YOUR INSTRUCTIONS ->
State the number of lines below in which the word "cross" appears. Nothing else belongs in the answer.

+ + + + +

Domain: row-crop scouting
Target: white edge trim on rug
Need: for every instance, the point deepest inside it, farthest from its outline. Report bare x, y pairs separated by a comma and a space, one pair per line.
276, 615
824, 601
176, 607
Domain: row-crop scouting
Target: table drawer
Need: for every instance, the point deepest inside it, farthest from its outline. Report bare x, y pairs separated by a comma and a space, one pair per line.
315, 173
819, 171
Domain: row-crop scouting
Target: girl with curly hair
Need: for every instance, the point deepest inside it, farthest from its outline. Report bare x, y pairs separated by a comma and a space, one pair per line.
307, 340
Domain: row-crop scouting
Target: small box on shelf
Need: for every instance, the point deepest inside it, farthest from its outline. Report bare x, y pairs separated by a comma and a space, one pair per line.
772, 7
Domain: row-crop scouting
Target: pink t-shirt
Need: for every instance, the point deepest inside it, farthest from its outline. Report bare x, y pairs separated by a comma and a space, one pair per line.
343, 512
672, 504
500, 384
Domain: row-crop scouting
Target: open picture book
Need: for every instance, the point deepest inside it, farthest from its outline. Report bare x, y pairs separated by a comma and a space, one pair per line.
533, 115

+ + + + +

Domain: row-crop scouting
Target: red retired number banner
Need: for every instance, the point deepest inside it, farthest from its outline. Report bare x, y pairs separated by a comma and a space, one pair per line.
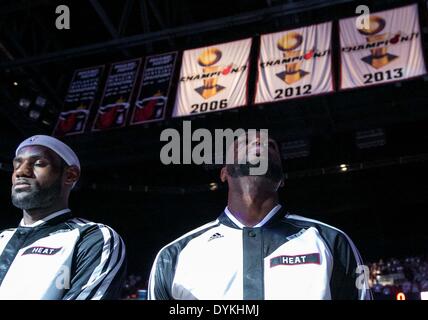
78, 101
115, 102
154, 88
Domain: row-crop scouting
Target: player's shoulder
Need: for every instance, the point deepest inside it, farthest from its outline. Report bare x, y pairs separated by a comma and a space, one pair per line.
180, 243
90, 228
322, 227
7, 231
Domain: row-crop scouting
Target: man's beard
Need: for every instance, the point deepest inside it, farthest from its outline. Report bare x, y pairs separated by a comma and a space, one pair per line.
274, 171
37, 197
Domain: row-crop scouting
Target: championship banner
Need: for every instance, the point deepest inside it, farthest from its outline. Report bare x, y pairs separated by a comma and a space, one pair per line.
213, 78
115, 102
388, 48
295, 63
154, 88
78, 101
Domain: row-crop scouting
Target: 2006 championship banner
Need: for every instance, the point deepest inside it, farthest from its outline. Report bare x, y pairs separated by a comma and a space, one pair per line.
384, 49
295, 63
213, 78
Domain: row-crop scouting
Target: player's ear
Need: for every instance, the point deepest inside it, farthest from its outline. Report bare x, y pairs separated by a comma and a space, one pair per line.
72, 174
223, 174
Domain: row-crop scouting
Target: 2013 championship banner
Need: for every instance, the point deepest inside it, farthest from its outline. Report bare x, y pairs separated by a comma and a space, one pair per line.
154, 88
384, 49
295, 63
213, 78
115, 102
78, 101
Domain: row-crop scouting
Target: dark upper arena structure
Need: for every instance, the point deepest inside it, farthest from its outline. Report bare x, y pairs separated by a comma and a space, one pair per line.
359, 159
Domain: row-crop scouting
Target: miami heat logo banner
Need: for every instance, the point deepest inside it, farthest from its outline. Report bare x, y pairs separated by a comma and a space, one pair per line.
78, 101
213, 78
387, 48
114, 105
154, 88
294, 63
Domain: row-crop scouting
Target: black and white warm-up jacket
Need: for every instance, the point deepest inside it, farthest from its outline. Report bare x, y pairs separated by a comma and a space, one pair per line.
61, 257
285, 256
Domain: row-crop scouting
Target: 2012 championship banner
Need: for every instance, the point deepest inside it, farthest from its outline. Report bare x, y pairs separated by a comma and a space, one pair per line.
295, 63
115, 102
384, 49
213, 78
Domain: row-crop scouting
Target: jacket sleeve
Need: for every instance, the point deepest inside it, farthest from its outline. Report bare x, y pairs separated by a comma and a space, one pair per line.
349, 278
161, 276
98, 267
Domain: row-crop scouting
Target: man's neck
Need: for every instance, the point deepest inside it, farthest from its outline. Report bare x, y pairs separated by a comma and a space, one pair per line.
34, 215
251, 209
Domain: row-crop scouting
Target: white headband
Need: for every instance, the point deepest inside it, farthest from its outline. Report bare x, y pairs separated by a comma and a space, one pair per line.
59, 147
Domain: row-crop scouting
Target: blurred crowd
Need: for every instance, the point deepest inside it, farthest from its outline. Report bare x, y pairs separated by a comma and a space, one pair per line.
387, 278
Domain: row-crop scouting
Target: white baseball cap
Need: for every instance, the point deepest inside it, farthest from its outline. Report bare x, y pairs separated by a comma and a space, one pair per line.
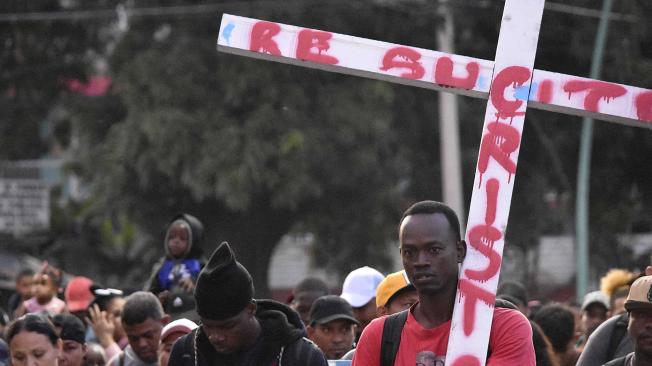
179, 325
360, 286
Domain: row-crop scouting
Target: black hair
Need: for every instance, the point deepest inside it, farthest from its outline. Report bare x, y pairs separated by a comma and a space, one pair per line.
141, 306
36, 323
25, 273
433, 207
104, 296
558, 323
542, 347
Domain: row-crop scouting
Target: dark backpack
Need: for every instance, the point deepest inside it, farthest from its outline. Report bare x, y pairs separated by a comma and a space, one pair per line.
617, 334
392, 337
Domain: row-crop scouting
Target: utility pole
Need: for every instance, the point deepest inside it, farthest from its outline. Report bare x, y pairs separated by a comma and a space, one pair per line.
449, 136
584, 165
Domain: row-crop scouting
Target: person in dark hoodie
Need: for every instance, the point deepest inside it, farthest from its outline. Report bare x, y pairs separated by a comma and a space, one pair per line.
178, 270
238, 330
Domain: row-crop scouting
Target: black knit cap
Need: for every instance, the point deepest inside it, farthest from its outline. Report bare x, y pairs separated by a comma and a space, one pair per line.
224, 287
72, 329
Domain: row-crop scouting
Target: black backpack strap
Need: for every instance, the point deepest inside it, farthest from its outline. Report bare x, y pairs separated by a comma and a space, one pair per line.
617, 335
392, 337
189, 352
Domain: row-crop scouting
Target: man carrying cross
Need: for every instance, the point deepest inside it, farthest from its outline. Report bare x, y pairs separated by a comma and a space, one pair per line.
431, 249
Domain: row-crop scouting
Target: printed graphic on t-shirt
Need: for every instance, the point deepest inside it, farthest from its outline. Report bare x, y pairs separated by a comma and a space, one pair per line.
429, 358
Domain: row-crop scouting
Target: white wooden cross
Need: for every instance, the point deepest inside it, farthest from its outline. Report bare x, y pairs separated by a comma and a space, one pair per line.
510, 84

+ + + + +

EXERCISE OUTPUT ->
2